→ Given task:
Rewrite the rows below as one numbered list with no blank lines.

Box-labeled dataset extracts:
**********

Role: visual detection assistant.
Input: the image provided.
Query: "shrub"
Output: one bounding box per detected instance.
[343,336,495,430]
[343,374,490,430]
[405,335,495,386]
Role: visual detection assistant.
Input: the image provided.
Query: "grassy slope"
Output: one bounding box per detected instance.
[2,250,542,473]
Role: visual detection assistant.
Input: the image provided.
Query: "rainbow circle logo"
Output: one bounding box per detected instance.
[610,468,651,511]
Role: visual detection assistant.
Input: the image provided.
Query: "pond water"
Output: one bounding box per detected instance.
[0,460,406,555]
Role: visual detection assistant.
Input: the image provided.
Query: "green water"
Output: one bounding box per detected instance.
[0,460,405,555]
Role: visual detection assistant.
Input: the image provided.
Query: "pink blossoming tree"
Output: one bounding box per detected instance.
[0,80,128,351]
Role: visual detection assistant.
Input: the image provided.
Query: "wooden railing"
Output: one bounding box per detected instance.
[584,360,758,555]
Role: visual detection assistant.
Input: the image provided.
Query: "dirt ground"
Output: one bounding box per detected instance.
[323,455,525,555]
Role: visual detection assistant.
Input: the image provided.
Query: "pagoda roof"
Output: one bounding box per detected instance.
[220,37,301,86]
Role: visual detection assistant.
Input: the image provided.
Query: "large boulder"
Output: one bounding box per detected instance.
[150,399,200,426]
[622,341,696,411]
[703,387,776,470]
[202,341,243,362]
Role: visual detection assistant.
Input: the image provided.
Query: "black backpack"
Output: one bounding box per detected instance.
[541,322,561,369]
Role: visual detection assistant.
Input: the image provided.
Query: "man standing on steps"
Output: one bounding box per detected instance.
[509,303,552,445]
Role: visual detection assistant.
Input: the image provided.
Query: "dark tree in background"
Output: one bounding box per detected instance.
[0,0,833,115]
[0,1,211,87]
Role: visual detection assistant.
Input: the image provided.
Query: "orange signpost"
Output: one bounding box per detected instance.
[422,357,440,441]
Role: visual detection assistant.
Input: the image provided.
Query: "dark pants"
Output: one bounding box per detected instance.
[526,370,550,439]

**********

→ Final result:
1. Role: visual detection assistant.
2. Input: the image provided.
3. Query: "shrub"
4. Output: one bounding box per detected instance.
5. [343,336,495,430]
6. [343,374,490,430]
7. [405,335,495,386]
8. Role: visual detection assistant.
9. Input: the image provided.
10. Query: "grassy slope"
11. Output: one bounding box per detected instance.
12. [2,250,542,473]
13. Role: visual detection assistant.
14. Input: the image provided.
15. Query: "rainbow circle logo"
16. Output: one bounding box per detected instance.
17. [610,468,651,511]
18. Role: visual detection assistant.
19. Input: the image provided.
20. Query: "pond water"
21. Output: one bounding box per detected instance.
22. [0,460,406,555]
23. Role: visual detection assistant.
24. Input: the image provided.
25. Query: "green water"
26. Output: one bounding box per detected instance.
27. [0,460,405,555]
28. Role: visual detection assistant.
29. Input: the image provided.
30. Query: "pink blossoming tree"
31. Output: one bounding box per detected instance.
32. [0,80,128,351]
33. Role: visual detection assistant.
34. Input: the image provided.
35. Query: "wooden railing"
36. Output: one bounding box per detected instance.
37. [584,360,758,555]
38. Role: visual detection assistant.
39. Input: the image provided.
40. Query: "dirt ground"
41. Output: one bounding box per detected instance.
42. [323,455,525,555]
43. Role: visual detection assistant.
44. Input: the image provided.
45. Query: "pagoda roof"
46. Output: one bounding box per detected instance.
47. [220,37,301,86]
48. Role: visual detection assistant.
49. Input: the image provided.
50. Query: "large boulder"
51. Output: one bounding box per detected instance.
52. [150,399,200,426]
53. [622,341,696,411]
54. [703,387,776,470]
55. [202,341,243,362]
56. Role: visual detection assistant.
57. Input: the image provided.
58. Query: "black backpack"
59. Output: one bounding box per detected instance.
60. [541,322,561,369]
61. Role: visual detection assistant.
62. Input: the image provided.
63. Query: "man standing on steps"
64. Output: one bounding box per detected instance.
65. [509,303,552,445]
66. Role: visual detection assistant.
67. Input: the image provided.
68. Query: "dark tree in background"
69. Output: one bounding box per detected instance.
70. [0,0,833,115]
71. [0,1,211,87]
72. Role: visual detection assistant.
73. Input: the image provided.
74. Query: "orange signpost"
75. Output: one bounding box per detected instance.
76. [422,357,440,441]
77. Role: visual detection assistant.
78. Input: the image provided.
79. Query: "dark pants"
80. Output: one bounding box per detected instance.
81. [526,370,550,439]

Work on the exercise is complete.